• Exercise input
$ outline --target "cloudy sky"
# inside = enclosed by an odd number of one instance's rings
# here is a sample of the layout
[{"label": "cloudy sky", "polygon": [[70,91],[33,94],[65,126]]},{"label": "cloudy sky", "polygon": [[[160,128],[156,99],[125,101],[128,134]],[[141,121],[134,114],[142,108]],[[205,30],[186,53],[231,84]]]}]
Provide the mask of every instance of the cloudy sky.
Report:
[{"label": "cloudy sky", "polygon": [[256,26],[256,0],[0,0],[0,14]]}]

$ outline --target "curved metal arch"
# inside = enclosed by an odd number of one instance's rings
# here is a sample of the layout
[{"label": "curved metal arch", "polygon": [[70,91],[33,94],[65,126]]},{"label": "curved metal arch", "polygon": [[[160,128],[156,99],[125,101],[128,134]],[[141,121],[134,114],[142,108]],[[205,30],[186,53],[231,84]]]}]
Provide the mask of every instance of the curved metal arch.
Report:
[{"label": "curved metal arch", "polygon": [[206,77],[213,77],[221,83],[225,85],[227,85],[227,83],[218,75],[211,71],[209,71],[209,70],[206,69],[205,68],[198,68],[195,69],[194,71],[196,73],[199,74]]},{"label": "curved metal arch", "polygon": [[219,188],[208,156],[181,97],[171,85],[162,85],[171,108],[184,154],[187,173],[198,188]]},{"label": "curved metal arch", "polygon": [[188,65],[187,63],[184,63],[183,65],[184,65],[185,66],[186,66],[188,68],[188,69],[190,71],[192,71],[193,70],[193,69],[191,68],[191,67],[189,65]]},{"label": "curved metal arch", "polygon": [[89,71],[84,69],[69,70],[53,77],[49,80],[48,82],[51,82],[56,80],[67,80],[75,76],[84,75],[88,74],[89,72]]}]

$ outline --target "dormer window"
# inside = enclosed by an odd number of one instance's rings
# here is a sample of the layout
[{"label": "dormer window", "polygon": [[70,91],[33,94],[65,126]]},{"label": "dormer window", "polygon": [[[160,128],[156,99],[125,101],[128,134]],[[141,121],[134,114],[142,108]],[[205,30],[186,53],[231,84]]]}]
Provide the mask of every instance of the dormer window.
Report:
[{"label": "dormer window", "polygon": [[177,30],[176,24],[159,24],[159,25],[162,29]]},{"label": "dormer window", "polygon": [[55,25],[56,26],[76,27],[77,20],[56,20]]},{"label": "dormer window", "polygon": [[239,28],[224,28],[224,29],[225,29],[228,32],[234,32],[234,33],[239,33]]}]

• Problem requirements
Reproduce every line of the data verbatim.

• Final answer
$ outline --target "cloudy sky"
# inside = enclosed by an odd number of one instance's rings
# here is a sample of the layout
[{"label": "cloudy sky", "polygon": [[70,91],[33,94],[65,126]]},{"label": "cloudy sky", "polygon": [[[160,128],[156,99],[125,101],[128,134]],[[141,121],[134,114],[142,108]],[[205,30],[186,53],[231,84]]]}]
Provide the mask of every instance of the cloudy sky.
Report:
[{"label": "cloudy sky", "polygon": [[256,26],[256,0],[0,0],[0,14]]}]

$ outline --target "curved metal arch"
# inside = enclosed by an odd number of one instance's rings
# here is a sample of the layout
[{"label": "curved metal arch", "polygon": [[70,91],[33,94],[65,126]]},{"label": "curved metal arch", "polygon": [[[160,128],[156,99],[125,101],[128,134]],[[141,121],[134,114],[142,108]],[[205,30],[186,53],[231,84]]]}]
Provide the mask of every instance of the curved metal arch.
Report:
[{"label": "curved metal arch", "polygon": [[206,77],[213,77],[221,83],[225,85],[227,85],[227,83],[218,75],[211,71],[209,71],[209,70],[206,69],[205,68],[198,68],[195,69],[194,71],[196,73],[199,74]]},{"label": "curved metal arch", "polygon": [[219,188],[208,156],[181,97],[171,85],[162,85],[171,108],[184,154],[187,173],[198,188]]},{"label": "curved metal arch", "polygon": [[188,65],[187,63],[184,63],[183,65],[184,65],[185,66],[186,66],[188,68],[188,69],[190,71],[192,71],[193,70],[193,69],[191,68],[191,67],[189,65]]},{"label": "curved metal arch", "polygon": [[89,71],[84,69],[69,70],[53,77],[49,80],[48,82],[51,82],[56,80],[67,80],[75,76],[84,75],[88,74],[89,72]]}]

$ outline --target "dormer window"
# inside = enclosed by an odd number of one instance's rings
# here is a sample of the layout
[{"label": "dormer window", "polygon": [[70,91],[33,94],[65,126]]},{"label": "dormer window", "polygon": [[[160,128],[156,99],[125,101],[128,134]],[[141,121],[134,114],[142,108]],[[205,30],[186,53],[231,84]]]}]
Provide the mask of every instance of the dormer window.
Report:
[{"label": "dormer window", "polygon": [[177,30],[176,24],[159,24],[159,25],[162,29]]},{"label": "dormer window", "polygon": [[55,25],[56,26],[76,27],[77,20],[56,20]]},{"label": "dormer window", "polygon": [[239,28],[224,28],[224,29],[225,29],[228,32],[234,32],[234,33],[239,33]]}]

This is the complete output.